▸ **TASK DETAILS**
What is needed is an exact copy of the entries below, from the line that contains "of the tapered" through the final line, both included, and nothing else.

A block of data:
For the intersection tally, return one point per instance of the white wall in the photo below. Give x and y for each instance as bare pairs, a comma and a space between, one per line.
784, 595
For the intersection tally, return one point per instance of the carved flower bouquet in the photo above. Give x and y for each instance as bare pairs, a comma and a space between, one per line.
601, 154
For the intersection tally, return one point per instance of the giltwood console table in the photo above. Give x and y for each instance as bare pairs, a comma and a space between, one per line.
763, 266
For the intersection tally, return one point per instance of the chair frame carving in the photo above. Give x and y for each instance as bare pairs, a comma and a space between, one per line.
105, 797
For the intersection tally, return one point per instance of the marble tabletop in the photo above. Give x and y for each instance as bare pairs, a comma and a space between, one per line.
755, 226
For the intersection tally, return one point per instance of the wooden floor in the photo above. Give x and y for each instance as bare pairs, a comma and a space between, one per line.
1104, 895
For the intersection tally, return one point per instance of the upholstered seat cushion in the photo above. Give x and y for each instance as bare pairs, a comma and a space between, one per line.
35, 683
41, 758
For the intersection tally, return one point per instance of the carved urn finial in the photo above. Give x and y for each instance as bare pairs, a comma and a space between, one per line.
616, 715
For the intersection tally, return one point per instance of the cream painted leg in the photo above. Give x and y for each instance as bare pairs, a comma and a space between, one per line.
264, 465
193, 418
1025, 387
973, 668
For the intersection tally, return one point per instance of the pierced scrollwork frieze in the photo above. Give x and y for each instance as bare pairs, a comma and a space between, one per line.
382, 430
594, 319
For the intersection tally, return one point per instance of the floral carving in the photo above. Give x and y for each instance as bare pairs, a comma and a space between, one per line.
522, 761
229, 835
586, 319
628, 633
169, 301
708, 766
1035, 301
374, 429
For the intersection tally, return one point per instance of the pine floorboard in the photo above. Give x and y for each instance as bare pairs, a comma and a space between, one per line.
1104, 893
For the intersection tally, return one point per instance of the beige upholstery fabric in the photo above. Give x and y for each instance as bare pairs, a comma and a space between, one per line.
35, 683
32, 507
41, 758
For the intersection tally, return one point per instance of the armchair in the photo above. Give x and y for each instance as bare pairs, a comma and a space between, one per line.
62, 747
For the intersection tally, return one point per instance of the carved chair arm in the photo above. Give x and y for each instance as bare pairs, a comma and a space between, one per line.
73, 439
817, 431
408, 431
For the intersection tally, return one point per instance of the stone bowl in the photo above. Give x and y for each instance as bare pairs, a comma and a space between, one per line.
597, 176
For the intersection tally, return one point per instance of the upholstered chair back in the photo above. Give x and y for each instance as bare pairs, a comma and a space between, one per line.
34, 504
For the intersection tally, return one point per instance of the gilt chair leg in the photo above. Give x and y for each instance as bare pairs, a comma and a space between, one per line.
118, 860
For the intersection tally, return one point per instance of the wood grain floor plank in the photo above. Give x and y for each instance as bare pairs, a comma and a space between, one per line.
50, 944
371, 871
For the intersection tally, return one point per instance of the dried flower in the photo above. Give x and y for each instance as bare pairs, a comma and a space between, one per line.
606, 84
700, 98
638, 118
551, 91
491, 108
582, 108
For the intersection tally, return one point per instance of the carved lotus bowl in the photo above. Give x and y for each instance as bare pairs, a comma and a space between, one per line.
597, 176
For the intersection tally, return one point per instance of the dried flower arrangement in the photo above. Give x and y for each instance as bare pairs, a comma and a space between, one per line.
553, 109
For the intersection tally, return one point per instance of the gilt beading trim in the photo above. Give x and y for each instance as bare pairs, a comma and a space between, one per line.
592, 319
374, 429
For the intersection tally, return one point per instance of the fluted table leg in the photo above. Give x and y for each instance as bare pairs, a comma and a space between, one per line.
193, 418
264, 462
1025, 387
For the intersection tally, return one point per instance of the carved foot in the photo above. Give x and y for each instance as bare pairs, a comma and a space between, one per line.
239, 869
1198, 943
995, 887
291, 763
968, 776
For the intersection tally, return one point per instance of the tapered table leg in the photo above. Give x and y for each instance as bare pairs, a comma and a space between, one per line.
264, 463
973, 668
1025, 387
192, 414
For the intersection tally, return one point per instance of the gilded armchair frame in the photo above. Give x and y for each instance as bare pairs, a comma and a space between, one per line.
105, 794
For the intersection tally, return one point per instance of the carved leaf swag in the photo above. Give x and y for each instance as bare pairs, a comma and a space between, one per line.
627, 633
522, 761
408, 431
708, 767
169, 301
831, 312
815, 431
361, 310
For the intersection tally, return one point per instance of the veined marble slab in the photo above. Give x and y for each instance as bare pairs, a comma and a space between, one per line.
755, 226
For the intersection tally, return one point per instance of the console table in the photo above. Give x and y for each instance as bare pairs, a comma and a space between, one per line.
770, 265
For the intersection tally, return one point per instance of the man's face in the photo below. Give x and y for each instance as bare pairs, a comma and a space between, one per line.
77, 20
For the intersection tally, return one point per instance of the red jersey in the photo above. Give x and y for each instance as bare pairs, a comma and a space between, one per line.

▸ **IN RESPONSE**
For the intersection tally, return one point per instance of the tapered table leg in the photo above. Give x and y for each instance as bare pairs, a comma and a space between, one per line.
264, 463
973, 668
1025, 387
192, 414
For the intersection tally, return one point per instance of the gilded armchair frame in the photo above. Give x and y for each instance as bare pairs, a comma and a space between, one per line.
105, 794
For the intersection tally, return one point per instance of the carved leaf swag in the photo above. Give x and y for each instance as bare pairs, a comma and a space between, one per line.
627, 633
522, 761
408, 431
708, 767
169, 301
831, 312
815, 431
361, 310
For the intersection tally, return one point per instance of the veined marble slab in the photo above. Give x and y for each instance as bare pairs, a comma and a space between, one per line.
755, 226
For the intersection tally, return one point per instance of the console table in the photo above. Give x and y for each instance as bare pairs, a comma and a space between, one per line.
770, 265
For the intersection tally, return one point per instance of the man's face in the photo below. Give x and y for each instance as bare pairs, a comma and a space between, one per line.
77, 20
For the intersection tally, return one point per instance of the red jersey in the photo above. Give x and y for each instance as bare pairs, a comma and a space between, one per line.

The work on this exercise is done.